### Given instruction 1
Below is a libvirt-guests patch followed by records. List every change that the patch names under "Diff to v1".

==== Text

To enable parallel startup set the START_DELAY to 0.
Parallel shutdown has a configurable parameter PARALLEL_SHUTDOWN that
defines the number of machines being shut down in parallel. Enabling
this feature changes the semantics of SHUTDOWN_TIMEOUT parameter that is
applied as a cumulative timeout to shutdown all guests on a URI.
---
Diff to v1:
-changed "domains" to "guests"
-used efficient code to avoid subshells
-remove unused helper functions
-added error message when loosing track of guest in case of error
-added docs that setting of SHUTDOWN_TIMEOUT is needed with shutdown action
-added initialisation of PARALLEL_SHUTDOWN
-fixed output redirections
-fixed typo in sysconfig file
tools/libvirt-guests.init.sh | 116 +++++++++++++++++++++++++++++++++++++++---
tools/libvirt-guests.sysconf | 12 ++++-
2 files changed, 119 insertions(+), 9 deletions(-)
diff --git a/tools/libvirt-guests.init.sh b/tools/libvirt-guests.init.sh
index c867ece..141d7fa 100644
--- a/tools/libvirt-guests.init.sh
+++ b/tools/libvirt-guests.init.sh
@@ -42,6 +42,7 @@ URIS=default
ON_BOOT=start
ON_SHUTDOWN=suspend
SHUTDOWN_TIMEOUT=0
+PARALLEL_SHUTDOWN=0
START_DELAY=0
BYPASS_CACHE=0
@@ -273,6 +274,102 @@ shutdown_guest()
fi
}
+# shutdown_guest_async URI GUEST
+# Start a ACPI shutdown of GUEST on URI. This function returns after the command
+# was issued to libvirt to allow parallel shutdown.
+shutdown_guest_async()
+{
+ uri=$1
+ guest=$2
+
+ name=$(guest_name "$uri" "$guest")
+ eval_gettext "Starting shutdown on guest: \$name"
+ echo
+ retval run_virsh "$uri" shutdown "$guest" > /dev/null
+}
+
+# guest_count GUEST_LIST
+# Returns number of guests in GUEST_LIST
+guest_count()
+{
+ set -- $1
+ echo $#
+}
+
+# check_guests_shutdown URI GUESTS
+# check if shutdown is complete on guests in "GUESTS" and returns only
+# guests that are still shutting down
+check_guests_shutdown()
+{
+ uri=$1
+ guests=$2
+
+ guests_up=
+ for guest in $guests; do
+ if ! guest_is_on "$uri" "$guest" >/dev/null 2>&1; then
+ eval_gettext "Failed to determine state of guest: \$guest. Not tracking it anymore."
+ echo
+ continue
+ fi
+ if "$guest_running"; then
+ guests_up="$guests_up $guest"
+ fi
+ done
+ echo "$guests_up"

========
==== Records to use

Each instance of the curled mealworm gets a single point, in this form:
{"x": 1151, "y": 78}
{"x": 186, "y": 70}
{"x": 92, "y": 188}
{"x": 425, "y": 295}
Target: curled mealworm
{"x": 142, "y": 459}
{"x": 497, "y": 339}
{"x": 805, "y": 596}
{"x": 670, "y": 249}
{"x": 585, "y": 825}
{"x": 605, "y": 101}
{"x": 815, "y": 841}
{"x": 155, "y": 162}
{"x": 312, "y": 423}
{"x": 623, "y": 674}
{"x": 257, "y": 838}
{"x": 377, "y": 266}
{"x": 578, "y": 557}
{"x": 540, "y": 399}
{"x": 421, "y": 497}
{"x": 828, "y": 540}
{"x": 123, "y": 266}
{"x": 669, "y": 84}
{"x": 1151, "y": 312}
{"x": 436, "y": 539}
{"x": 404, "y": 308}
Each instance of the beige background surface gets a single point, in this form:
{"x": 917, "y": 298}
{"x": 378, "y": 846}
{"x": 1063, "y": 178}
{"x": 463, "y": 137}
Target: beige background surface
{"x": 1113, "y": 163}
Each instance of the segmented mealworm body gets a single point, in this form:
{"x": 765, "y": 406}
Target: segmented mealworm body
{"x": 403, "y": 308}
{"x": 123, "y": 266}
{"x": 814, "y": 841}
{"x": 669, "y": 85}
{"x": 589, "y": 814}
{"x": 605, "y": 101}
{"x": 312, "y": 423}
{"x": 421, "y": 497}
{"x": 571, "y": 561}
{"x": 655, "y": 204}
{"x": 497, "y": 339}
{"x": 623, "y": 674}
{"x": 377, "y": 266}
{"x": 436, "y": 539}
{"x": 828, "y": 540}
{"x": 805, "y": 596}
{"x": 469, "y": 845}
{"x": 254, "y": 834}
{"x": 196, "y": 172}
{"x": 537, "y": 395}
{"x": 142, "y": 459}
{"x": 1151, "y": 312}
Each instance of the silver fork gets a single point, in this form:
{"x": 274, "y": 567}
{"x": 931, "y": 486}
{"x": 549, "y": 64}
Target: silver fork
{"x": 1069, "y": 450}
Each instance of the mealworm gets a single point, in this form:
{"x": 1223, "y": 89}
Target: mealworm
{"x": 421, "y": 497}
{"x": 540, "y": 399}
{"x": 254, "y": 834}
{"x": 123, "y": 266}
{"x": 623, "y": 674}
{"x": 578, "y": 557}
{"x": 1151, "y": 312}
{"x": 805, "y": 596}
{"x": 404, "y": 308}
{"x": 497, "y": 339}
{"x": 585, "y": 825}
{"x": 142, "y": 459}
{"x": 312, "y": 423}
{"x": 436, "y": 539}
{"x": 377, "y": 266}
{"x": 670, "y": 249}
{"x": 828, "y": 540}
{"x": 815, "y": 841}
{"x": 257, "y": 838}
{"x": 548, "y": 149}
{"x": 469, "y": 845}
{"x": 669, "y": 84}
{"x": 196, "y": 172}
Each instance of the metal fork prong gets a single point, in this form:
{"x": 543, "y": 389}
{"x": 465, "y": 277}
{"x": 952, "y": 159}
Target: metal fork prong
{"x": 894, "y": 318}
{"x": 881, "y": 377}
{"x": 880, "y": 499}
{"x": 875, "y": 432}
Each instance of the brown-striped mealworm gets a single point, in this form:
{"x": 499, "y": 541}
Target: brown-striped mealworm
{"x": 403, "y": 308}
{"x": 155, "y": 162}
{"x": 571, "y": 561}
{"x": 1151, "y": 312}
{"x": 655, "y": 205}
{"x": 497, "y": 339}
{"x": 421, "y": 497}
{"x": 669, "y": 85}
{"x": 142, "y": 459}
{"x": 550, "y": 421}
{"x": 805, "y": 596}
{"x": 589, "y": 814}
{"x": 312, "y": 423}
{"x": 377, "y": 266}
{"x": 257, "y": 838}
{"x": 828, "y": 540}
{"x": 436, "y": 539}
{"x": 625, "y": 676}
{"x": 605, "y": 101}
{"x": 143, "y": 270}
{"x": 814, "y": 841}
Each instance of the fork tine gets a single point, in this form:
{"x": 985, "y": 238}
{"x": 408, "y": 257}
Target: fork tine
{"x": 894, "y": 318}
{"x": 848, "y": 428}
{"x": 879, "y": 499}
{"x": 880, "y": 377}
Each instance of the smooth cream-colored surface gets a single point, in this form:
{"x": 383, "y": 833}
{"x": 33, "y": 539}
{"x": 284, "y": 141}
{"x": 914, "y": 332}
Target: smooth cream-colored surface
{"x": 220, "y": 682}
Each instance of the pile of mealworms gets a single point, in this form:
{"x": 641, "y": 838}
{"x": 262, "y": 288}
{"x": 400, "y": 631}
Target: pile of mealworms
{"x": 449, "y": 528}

========

### Given instruction 2
Retype the records above, everything from the line that contains "Each instance of the metal" down to the end of the records.

### Correct output 1
- changed "domains" to "guests"
- used efficient code to avoid subshells
- remove unused helper functions
- added error message when loosing track of guest in case of error
- added docs that setting of SHUTDOWN_TIMEOUT is needed with shutdown action
- added initialisation of PARALLEL_SHUTDOWN
- fixed output redirections
- fixed typo in sysconfig file

### Correct output 2
Each instance of the metal fork prong gets a single point, in this form:
{"x": 543, "y": 389}
{"x": 465, "y": 277}
{"x": 952, "y": 159}
Target: metal fork prong
{"x": 894, "y": 318}
{"x": 881, "y": 377}
{"x": 880, "y": 499}
{"x": 875, "y": 432}
Each instance of the brown-striped mealworm gets a single point, in this form:
{"x": 499, "y": 541}
Target: brown-striped mealworm
{"x": 403, "y": 308}
{"x": 155, "y": 162}
{"x": 571, "y": 561}
{"x": 1151, "y": 312}
{"x": 655, "y": 205}
{"x": 497, "y": 339}
{"x": 421, "y": 497}
{"x": 669, "y": 85}
{"x": 142, "y": 459}
{"x": 550, "y": 421}
{"x": 805, "y": 596}
{"x": 589, "y": 814}
{"x": 312, "y": 423}
{"x": 377, "y": 266}
{"x": 257, "y": 838}
{"x": 828, "y": 540}
{"x": 436, "y": 539}
{"x": 625, "y": 676}
{"x": 605, "y": 101}
{"x": 143, "y": 270}
{"x": 814, "y": 841}
Each instance of the fork tine gets a single point, in this form:
{"x": 985, "y": 238}
{"x": 408, "y": 257}
Target: fork tine
{"x": 894, "y": 318}
{"x": 848, "y": 428}
{"x": 879, "y": 499}
{"x": 880, "y": 377}
Each instance of the smooth cream-colored surface gets a single point, in this form:
{"x": 383, "y": 833}
{"x": 33, "y": 539}
{"x": 284, "y": 141}
{"x": 914, "y": 332}
Target: smooth cream-colored surface
{"x": 220, "y": 682}
Each instance of the pile of mealworms gets a single point, in this form:
{"x": 641, "y": 838}
{"x": 262, "y": 288}
{"x": 400, "y": 631}
Target: pile of mealworms
{"x": 449, "y": 528}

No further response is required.